- [DIRECTIONS FOR THIS TASK]: Count the lines of the material below that contain the string "floor", matching case exactly. Give only the number.

[Annotated coordinate records]
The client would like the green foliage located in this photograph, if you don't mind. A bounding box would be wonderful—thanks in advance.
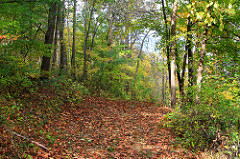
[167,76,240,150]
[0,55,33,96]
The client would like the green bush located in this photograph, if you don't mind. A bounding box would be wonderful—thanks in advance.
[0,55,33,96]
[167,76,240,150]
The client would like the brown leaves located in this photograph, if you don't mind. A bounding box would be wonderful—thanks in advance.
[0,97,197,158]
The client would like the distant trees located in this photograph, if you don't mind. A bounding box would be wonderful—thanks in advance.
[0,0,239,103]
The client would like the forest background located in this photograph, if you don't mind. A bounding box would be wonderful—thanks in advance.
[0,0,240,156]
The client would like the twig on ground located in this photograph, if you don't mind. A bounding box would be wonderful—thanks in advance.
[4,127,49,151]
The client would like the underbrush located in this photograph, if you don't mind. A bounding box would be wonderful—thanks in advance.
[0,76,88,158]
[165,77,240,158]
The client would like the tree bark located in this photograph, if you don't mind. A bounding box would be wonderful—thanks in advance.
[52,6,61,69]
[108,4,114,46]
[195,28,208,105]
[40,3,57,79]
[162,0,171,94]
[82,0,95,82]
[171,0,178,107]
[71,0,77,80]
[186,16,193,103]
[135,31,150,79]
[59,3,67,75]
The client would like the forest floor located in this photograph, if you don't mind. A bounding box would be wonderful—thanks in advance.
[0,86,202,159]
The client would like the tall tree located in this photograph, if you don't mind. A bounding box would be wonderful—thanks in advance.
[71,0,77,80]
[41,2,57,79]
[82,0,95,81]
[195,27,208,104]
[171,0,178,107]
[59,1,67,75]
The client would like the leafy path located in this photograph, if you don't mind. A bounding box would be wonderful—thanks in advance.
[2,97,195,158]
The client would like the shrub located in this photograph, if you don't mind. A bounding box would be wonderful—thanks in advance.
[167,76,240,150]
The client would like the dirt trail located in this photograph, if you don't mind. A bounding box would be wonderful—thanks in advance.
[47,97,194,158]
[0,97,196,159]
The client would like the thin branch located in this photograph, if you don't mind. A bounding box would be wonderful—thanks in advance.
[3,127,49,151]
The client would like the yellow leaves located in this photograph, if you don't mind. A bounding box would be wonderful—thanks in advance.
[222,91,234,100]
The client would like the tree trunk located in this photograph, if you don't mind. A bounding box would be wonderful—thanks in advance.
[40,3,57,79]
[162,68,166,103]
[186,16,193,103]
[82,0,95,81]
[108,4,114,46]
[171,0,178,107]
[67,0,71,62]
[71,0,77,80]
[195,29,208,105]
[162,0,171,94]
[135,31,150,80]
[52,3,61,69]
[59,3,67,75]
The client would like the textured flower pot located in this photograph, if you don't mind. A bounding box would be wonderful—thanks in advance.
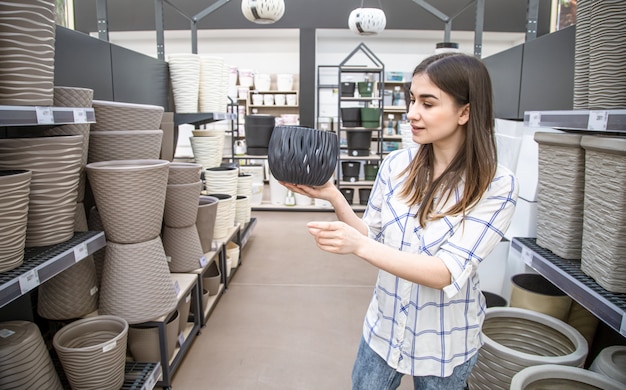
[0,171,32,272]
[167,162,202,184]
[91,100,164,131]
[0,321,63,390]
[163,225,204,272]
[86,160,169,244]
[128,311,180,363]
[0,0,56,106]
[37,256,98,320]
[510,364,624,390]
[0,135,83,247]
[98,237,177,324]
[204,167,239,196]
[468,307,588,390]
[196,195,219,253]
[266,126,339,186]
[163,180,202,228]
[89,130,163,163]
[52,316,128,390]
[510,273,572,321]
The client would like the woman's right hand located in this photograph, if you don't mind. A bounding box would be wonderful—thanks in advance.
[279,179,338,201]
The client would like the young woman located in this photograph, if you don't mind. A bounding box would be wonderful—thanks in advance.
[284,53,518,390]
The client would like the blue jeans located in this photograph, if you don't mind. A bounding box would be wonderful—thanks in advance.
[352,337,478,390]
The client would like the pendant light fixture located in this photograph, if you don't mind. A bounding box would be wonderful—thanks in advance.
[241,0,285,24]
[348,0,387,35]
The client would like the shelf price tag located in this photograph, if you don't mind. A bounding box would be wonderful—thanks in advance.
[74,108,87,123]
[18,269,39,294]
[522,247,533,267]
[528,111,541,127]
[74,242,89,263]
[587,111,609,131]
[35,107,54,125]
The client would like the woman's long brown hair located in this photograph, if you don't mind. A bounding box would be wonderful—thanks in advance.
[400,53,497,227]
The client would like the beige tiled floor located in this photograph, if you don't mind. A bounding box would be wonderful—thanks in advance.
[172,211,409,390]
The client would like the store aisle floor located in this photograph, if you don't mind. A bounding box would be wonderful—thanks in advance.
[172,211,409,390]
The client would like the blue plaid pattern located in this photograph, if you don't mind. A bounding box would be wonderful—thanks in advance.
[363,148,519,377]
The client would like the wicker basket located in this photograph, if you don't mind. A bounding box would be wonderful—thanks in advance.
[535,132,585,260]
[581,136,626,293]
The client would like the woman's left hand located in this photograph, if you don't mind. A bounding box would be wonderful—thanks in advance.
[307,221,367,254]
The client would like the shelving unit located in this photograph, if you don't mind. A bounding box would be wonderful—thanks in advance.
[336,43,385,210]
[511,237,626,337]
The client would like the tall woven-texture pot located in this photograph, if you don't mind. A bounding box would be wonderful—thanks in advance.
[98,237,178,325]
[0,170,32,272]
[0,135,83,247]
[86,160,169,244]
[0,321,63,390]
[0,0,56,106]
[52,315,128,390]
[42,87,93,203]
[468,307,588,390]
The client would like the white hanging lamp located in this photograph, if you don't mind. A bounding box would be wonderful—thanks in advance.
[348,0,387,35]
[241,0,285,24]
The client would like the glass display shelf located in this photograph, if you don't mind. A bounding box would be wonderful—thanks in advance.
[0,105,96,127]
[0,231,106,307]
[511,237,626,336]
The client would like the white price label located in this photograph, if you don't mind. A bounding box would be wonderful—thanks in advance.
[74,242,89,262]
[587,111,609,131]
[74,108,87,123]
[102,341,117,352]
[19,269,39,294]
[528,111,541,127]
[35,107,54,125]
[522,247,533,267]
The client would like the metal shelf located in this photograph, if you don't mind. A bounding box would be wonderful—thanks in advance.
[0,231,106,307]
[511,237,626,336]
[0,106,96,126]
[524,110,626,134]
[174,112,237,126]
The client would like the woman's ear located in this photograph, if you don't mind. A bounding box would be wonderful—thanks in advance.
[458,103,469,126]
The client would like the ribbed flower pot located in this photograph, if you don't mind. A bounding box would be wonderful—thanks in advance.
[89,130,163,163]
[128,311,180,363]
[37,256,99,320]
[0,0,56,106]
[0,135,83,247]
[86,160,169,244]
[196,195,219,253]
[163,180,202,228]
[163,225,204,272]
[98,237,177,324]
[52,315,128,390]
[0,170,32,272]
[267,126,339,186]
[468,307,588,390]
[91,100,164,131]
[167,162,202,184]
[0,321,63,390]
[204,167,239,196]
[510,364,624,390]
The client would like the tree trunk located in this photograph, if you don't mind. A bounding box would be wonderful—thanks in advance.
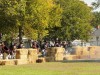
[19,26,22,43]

---

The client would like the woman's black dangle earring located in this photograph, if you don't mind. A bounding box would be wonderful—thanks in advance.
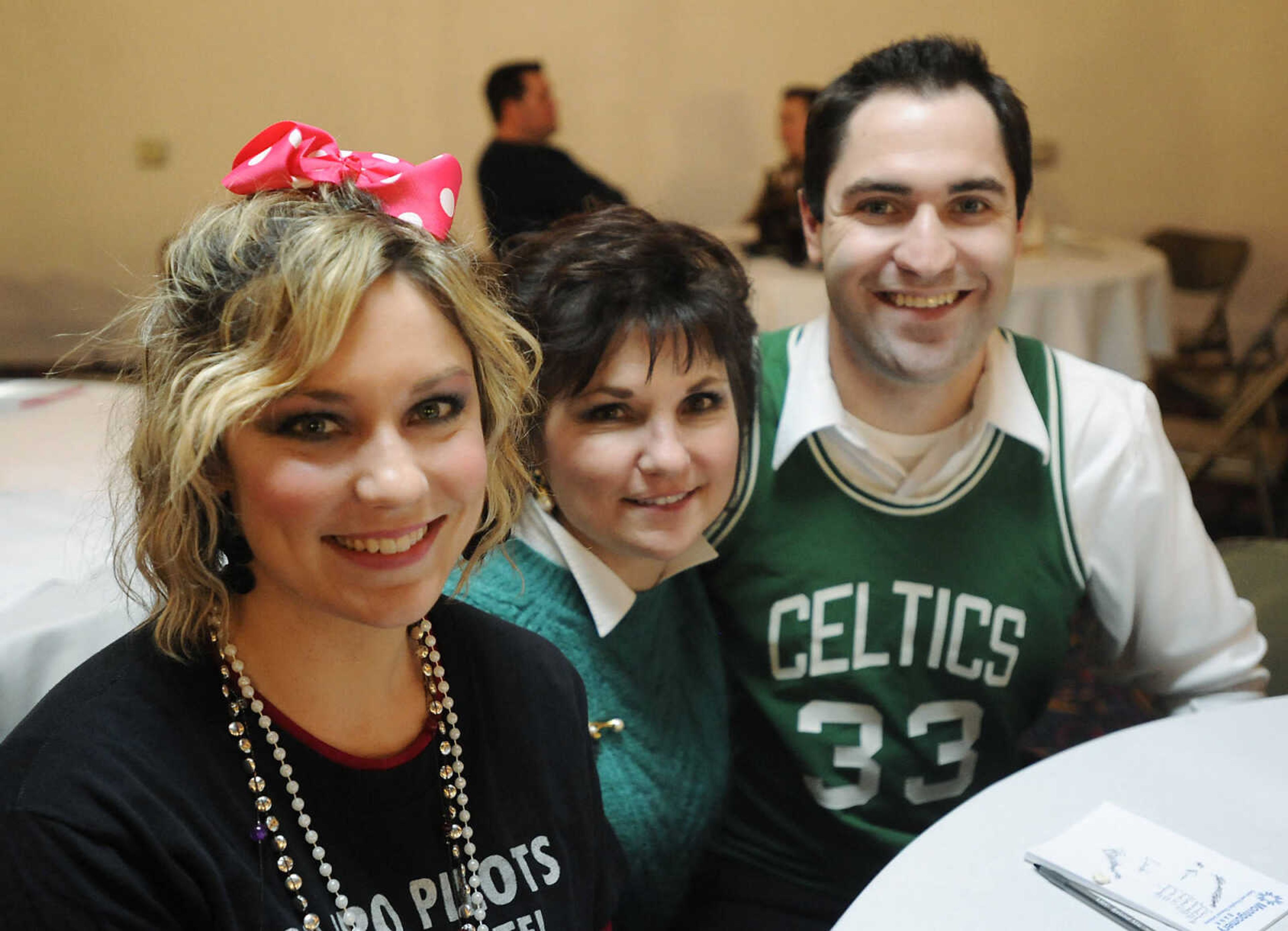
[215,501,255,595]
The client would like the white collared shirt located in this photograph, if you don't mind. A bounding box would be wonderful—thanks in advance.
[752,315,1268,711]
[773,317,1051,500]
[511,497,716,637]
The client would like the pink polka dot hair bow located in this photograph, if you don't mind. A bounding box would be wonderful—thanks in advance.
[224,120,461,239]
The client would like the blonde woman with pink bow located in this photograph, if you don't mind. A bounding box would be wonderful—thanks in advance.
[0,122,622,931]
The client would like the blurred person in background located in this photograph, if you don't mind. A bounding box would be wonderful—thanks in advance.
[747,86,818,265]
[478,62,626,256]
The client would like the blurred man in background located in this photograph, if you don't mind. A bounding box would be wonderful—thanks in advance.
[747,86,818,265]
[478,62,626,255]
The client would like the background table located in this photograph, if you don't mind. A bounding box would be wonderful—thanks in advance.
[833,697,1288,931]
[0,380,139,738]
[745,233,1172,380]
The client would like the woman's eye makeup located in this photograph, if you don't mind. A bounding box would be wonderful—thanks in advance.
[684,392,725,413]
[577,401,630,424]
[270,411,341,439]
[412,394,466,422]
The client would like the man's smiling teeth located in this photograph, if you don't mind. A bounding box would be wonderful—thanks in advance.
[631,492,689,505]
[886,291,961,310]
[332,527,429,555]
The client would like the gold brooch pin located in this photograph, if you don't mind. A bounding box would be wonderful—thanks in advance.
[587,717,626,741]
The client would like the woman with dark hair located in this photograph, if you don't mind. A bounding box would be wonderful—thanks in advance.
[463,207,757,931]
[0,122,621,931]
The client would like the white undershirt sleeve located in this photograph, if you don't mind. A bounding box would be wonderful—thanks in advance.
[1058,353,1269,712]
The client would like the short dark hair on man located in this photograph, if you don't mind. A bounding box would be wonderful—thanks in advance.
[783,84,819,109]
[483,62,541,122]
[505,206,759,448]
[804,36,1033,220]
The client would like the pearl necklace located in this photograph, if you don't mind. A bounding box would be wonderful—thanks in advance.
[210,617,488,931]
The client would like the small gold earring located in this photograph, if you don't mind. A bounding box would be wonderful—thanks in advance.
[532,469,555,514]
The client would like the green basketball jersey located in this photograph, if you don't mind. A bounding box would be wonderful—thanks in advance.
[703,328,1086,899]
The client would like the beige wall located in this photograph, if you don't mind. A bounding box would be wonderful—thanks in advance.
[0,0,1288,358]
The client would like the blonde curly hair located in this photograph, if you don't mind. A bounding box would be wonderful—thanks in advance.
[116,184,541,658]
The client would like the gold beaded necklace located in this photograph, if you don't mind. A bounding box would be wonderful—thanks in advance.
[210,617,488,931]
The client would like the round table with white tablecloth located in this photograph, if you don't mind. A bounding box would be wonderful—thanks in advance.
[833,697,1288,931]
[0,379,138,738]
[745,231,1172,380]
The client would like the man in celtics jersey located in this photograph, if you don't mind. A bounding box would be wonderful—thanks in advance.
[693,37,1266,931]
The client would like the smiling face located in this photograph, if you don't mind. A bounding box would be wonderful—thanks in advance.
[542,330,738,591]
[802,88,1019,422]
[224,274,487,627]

- [OUTPUT OF THE TASK]: 3